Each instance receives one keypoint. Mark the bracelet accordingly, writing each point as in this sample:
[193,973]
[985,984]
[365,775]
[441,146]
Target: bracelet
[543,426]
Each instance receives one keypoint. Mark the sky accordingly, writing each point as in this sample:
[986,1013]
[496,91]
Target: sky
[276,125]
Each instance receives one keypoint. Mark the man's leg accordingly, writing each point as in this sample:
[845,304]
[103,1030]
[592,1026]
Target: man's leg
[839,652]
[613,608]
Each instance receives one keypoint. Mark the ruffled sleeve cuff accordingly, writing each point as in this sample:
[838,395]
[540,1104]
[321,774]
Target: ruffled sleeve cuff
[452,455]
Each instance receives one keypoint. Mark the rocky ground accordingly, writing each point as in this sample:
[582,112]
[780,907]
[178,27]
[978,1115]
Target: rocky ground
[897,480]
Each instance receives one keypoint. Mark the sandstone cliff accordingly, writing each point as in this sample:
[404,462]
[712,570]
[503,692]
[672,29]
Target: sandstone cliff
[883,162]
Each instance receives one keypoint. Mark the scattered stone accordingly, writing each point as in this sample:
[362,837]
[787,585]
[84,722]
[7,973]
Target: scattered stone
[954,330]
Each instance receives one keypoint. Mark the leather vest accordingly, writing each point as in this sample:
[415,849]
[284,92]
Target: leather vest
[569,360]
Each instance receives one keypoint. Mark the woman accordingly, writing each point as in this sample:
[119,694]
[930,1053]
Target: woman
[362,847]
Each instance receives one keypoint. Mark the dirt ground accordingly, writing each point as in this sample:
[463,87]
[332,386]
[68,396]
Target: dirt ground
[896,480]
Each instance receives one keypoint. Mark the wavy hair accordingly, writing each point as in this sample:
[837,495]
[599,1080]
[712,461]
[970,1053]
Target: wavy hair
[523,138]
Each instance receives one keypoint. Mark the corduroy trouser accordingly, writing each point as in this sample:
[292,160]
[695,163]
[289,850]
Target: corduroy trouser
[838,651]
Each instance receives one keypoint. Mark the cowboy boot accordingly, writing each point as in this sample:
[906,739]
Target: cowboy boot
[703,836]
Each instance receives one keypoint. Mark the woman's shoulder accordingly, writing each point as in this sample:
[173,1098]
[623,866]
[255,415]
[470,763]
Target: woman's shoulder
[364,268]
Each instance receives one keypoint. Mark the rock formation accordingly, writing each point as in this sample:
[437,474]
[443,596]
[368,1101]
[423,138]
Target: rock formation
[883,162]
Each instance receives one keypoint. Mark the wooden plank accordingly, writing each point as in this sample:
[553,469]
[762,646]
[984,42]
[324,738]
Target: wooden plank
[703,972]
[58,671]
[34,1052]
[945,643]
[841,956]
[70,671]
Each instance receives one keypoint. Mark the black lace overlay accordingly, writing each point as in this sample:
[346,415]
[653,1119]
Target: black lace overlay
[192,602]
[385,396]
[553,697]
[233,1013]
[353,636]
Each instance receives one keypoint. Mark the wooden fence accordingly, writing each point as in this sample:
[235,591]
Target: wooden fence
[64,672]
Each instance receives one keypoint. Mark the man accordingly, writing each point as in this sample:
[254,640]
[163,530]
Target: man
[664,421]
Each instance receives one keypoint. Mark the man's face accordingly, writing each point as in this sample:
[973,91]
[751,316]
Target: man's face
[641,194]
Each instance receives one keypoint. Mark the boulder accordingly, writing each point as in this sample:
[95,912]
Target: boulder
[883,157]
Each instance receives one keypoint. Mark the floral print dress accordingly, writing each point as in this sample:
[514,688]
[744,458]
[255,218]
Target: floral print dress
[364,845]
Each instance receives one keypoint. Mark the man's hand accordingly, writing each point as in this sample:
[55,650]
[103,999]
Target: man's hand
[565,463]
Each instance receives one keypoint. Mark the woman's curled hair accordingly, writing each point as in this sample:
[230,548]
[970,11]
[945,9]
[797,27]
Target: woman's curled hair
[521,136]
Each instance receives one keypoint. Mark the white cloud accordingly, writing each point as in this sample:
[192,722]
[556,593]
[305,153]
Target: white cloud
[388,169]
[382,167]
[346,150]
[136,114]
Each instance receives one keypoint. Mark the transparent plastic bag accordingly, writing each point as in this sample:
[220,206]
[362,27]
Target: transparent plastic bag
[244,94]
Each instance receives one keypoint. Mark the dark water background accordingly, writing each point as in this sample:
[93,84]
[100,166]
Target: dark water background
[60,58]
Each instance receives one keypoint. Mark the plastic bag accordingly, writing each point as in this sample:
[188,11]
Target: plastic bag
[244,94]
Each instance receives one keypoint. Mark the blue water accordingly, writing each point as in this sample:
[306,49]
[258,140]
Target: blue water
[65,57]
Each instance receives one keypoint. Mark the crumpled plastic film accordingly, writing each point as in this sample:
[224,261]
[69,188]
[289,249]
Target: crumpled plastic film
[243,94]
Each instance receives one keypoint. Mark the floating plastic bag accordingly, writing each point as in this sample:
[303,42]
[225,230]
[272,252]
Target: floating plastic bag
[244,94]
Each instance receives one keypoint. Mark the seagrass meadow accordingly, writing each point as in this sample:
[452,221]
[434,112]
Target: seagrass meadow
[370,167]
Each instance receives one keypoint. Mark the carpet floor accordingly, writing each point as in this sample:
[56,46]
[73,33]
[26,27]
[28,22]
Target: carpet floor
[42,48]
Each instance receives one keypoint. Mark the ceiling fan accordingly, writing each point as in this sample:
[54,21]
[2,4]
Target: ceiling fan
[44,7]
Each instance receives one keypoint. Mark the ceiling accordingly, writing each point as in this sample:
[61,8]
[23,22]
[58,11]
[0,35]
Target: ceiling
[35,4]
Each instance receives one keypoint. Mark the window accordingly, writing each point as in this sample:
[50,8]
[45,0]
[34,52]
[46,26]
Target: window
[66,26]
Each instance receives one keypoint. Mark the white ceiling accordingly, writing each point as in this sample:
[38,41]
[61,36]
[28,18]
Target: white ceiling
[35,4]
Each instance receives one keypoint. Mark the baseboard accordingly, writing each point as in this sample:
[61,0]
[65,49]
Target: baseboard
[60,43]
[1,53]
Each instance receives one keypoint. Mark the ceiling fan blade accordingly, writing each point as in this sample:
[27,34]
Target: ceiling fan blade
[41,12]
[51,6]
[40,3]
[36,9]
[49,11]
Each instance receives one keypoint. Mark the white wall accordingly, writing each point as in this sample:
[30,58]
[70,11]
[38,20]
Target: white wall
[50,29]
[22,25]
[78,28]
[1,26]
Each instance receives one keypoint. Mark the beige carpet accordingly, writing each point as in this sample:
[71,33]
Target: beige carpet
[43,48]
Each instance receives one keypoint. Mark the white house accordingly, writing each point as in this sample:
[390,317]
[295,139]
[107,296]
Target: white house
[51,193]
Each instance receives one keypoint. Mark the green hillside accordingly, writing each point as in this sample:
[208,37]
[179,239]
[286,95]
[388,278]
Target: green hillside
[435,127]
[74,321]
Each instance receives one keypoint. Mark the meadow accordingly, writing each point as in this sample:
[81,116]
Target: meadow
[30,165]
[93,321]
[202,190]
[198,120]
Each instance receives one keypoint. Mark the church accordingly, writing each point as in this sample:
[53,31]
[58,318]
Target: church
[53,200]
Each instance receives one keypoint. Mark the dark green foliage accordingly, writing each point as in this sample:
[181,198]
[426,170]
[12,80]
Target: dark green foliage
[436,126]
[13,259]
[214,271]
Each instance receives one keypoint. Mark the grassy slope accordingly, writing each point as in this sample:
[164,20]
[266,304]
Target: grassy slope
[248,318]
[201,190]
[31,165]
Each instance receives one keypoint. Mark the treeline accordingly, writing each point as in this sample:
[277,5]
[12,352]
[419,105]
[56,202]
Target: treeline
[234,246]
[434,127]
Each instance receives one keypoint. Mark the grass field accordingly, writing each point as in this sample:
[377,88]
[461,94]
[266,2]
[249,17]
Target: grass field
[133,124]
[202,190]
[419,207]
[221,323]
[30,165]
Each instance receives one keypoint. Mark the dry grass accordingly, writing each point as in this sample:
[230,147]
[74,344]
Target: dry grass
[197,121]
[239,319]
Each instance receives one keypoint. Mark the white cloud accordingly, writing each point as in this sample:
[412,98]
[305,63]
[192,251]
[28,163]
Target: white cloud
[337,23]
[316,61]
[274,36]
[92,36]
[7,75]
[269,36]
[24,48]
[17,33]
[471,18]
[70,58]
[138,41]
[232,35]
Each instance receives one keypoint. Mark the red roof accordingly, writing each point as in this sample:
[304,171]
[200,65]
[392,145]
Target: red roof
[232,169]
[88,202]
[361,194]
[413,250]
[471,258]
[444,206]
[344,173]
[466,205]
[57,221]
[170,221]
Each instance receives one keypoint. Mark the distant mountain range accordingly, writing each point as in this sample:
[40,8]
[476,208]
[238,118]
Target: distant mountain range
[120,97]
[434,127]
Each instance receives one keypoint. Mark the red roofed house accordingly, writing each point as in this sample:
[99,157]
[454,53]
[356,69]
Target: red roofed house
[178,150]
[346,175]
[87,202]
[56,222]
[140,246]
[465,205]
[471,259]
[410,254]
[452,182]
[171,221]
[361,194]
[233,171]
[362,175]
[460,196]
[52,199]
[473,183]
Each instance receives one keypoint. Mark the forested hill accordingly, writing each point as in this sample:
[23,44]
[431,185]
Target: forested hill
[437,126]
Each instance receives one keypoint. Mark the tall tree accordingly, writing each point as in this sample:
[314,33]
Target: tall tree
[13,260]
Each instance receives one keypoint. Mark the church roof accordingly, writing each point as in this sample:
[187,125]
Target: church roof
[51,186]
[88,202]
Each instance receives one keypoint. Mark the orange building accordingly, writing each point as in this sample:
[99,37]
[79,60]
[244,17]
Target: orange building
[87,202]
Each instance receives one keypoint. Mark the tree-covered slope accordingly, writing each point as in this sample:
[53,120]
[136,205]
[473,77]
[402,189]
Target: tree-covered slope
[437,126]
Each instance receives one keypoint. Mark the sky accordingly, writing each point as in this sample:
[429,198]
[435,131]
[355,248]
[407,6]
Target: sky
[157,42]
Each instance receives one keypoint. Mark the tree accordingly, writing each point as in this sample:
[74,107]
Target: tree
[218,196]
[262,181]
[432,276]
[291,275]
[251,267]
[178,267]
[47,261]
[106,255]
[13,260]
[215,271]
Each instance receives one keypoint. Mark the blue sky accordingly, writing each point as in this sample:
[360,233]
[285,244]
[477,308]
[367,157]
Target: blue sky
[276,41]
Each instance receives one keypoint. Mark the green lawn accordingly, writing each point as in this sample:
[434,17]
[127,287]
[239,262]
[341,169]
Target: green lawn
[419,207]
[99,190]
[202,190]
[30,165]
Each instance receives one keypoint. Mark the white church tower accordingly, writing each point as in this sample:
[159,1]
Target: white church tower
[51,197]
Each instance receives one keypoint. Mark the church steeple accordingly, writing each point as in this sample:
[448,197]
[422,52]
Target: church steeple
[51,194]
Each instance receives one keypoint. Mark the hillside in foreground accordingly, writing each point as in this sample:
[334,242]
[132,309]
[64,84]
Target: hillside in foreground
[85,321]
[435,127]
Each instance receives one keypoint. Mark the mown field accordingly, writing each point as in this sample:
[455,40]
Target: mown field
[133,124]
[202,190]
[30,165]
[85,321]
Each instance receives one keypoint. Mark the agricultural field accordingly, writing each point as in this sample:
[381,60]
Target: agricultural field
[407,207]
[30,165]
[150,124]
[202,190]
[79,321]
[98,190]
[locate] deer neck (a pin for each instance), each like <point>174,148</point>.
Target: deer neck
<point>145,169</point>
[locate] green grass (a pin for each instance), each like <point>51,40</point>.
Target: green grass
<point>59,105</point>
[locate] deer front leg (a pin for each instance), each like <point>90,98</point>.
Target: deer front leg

**Activity**
Say how many lines of the data hold the string "front". Reply with the number alone.

**Reply to the exercise**
2